* [Jobs]:
- a) Extract each line from the entries that contains the string "holder", treating uppercase and lowercase as different.
- b) Carry the forum thread on audio sound normalization forward, starting after its last sentence.

* [Text extract]:
§

Audio Classification and Sound Normalization

I am working on training an audio classification and for that, I am using either Spectrograms or MFE as an Impulse. However, I’d like to ask if Edge Impulse on the backend normalizes the sound samples while training or while generating features on Impulse. For example, we might have a sound sample but the amplitude/frequency of the sample may be very low and either Edge Impulse automatically adjusts the Amplitude/Frequency or normalizes the sound to match with the rest of the sound samples including the following:

  • How to deal with sporadic silence inferencing outputs
  • If the data is normalised for training and how? (per file or over all files?)
  • When inferencing, does it also normalise?

Regards,

Hello @safi.dhillon,

You can normalize your values either in the pre-processing block or in the learning block.

  • For the DSP blocks:
    In Spectrograms and MFE, we have a way to do normalization in the default pre-processing blocks using the noise floor but you can customize this using the custom DSP blocks.
    In the MFCC block, you can you the Normalization Window size parameter: The size of sliding window for local cepstral mean normalization. Windows size must be odd.
    However, I an not sure this is exactly what you’re looking for. In that case you can use the custom DSP blocks to modify the behaviour of the blocks: See this thread.
    In all cases in the DSP blocks, the normalization will be applied per window size.

  • In the learning block, you can use an extra layer to do your normalization. This will be applied on the pre-processed features (the features obtained in the output of the DSP block) either on the feature level (https://keras.io/api/layers/preprocessing_layers/numerical/normalization/) or on the batch level (https://keras.io/api/layers/normalization_layers/)

Note, if you use the custom DSP blocks option, you’ll need to implement the modification of the cpp code as well. We have examples on how we implemented that for raw and flatten DSP blocks. This can easily be done by adding your custom function in your main.cpp.

§

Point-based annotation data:
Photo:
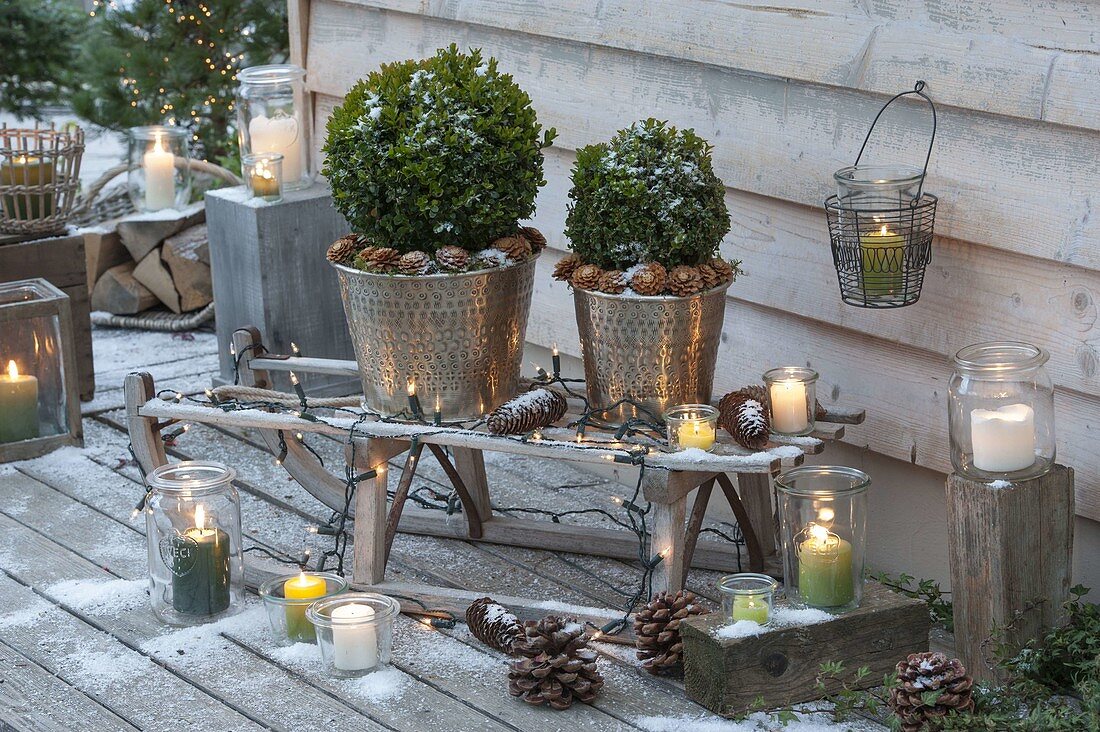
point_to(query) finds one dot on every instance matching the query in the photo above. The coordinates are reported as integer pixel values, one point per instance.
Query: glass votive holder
(355, 632)
(692, 426)
(748, 596)
(793, 394)
(287, 597)
(263, 175)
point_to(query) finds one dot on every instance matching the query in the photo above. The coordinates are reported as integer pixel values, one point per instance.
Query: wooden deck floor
(79, 648)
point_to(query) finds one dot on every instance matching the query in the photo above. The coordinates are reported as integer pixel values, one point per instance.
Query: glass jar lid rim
(859, 481)
(217, 474)
(1012, 354)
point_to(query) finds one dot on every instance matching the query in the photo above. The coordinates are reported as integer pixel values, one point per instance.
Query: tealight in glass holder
(793, 394)
(263, 175)
(748, 596)
(1001, 412)
(355, 632)
(692, 426)
(286, 599)
(823, 527)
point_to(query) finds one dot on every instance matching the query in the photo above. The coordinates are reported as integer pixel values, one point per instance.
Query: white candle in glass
(160, 166)
(1003, 439)
(789, 408)
(278, 134)
(354, 642)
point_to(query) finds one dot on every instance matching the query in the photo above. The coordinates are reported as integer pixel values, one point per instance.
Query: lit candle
(160, 166)
(354, 642)
(19, 405)
(1003, 439)
(278, 134)
(825, 569)
(303, 587)
(200, 569)
(882, 268)
(790, 412)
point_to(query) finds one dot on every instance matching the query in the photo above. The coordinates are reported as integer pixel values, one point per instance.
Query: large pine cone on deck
(657, 631)
(922, 673)
(558, 667)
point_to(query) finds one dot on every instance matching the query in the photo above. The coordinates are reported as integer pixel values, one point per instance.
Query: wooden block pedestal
(781, 665)
(1011, 555)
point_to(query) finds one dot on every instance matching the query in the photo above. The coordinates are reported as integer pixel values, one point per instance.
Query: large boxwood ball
(435, 152)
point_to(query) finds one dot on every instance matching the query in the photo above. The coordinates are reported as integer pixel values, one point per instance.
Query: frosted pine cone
(612, 282)
(684, 281)
(923, 673)
(414, 263)
(452, 259)
(649, 280)
(563, 270)
(586, 276)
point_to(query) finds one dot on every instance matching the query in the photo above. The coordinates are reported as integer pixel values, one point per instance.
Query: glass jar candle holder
(158, 170)
(692, 426)
(748, 596)
(793, 394)
(1001, 412)
(355, 632)
(823, 528)
(193, 520)
(286, 599)
(263, 175)
(271, 115)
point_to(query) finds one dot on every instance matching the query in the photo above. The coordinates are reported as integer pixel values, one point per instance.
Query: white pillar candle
(1003, 439)
(354, 643)
(278, 134)
(789, 408)
(160, 166)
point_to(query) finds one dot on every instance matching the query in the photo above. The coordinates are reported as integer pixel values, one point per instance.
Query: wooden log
(1011, 557)
(118, 292)
(781, 665)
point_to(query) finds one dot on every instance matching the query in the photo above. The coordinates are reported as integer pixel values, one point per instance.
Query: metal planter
(459, 337)
(659, 351)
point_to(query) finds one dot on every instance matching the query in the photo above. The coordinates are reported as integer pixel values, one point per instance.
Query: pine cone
(563, 270)
(377, 259)
(922, 673)
(586, 276)
(535, 237)
(516, 247)
(534, 410)
(414, 263)
(343, 250)
(746, 417)
(649, 280)
(684, 281)
(657, 631)
(452, 258)
(558, 667)
(493, 624)
(612, 282)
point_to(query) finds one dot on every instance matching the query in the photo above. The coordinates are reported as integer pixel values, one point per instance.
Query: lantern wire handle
(919, 90)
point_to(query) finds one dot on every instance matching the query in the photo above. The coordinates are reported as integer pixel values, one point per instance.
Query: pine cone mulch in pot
(557, 667)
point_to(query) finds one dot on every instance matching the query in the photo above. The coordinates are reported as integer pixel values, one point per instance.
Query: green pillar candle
(200, 569)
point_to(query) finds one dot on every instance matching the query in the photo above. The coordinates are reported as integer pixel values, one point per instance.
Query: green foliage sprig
(649, 195)
(435, 152)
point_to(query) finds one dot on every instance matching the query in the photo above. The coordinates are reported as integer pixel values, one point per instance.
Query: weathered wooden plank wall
(785, 94)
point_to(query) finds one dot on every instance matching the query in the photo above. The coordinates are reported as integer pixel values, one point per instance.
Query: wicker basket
(40, 171)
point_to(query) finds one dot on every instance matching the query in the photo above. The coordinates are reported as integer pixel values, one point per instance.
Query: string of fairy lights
(631, 512)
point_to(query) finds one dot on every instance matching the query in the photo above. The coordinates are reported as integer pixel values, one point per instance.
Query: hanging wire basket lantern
(880, 226)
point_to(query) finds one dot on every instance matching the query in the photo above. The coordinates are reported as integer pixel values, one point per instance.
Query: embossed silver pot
(659, 350)
(459, 337)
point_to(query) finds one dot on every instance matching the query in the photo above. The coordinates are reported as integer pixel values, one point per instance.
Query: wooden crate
(61, 261)
(270, 271)
(782, 664)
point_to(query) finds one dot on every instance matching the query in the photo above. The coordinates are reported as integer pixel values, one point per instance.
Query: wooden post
(1011, 550)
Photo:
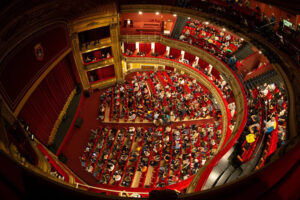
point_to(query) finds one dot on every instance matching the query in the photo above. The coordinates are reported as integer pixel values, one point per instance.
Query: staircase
(244, 52)
(178, 27)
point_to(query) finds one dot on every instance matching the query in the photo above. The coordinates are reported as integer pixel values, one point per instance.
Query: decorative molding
(38, 81)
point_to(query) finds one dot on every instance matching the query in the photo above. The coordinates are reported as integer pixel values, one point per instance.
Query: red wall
(21, 68)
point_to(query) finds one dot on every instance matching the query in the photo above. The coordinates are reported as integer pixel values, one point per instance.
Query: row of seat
(149, 156)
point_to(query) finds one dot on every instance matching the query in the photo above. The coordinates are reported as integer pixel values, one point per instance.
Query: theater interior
(173, 99)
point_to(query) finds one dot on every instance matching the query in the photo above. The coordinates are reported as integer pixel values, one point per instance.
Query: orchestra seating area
(152, 114)
(160, 139)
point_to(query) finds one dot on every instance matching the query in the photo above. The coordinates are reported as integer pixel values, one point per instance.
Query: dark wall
(21, 68)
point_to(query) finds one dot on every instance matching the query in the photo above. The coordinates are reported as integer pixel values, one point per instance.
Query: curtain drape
(175, 52)
(129, 46)
(160, 48)
(44, 105)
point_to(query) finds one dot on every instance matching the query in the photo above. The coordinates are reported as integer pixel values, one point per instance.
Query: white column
(168, 50)
(137, 46)
(153, 47)
(122, 47)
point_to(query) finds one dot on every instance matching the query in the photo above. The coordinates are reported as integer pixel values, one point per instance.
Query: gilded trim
(38, 81)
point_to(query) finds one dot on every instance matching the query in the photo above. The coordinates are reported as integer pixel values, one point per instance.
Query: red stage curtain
(97, 54)
(160, 48)
(202, 63)
(145, 47)
(129, 46)
(45, 104)
(175, 52)
(106, 72)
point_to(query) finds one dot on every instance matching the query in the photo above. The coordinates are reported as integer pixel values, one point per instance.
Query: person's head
(272, 119)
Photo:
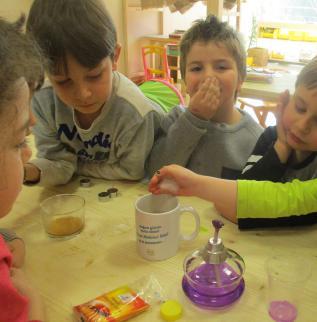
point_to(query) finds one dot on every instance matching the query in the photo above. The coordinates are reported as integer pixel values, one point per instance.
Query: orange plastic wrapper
(114, 306)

§

* [Task-by-task answers]:
- a)
Query: glass votive holder
Query: tealight in glass holder
Query: glass jar candle holder

- b)
In both cases, during inference, the normalization will be applied (either with the NN weights or with through your DSP config).

Best,

Louis

Hi @louis ,

Thank you for the response. Could you please explain/highlight the following points a bit.

  • Is Normalisation is default==True when training model AND while inferencing on the edge device

  • Still issue with silence: could it be getting amplified due to normalisation leading to sporadic results? → way around this?

Thank you for the help!

Normalization is a term that gets thrown around a lot and means different things to different people in different contexts. I don’t think we’re doing the kind of normalization you’re talking about (I think you’re talking about scaling windows so that the max power is always 1.0 or something like that, yes?)

We don’t do this. The downside of this is that you want to train with a least a few samples across different expected volumes. The upside is you won’t have the issue you’re describing as long as you train with it…throw in a few samples with this sporadic silence you speak of. Additionally, you can play with the Noise Floor setting to make sure anything that you consider silence gets set to zero. (The noise floor setting simply zeros out any energy below the threshold you set)

If you do want to normalize so that each window always has a max power of 1.0 (or similar), you would need to do as a transformation block (or done before ingestion into Studio / before calling run_classifier during inference)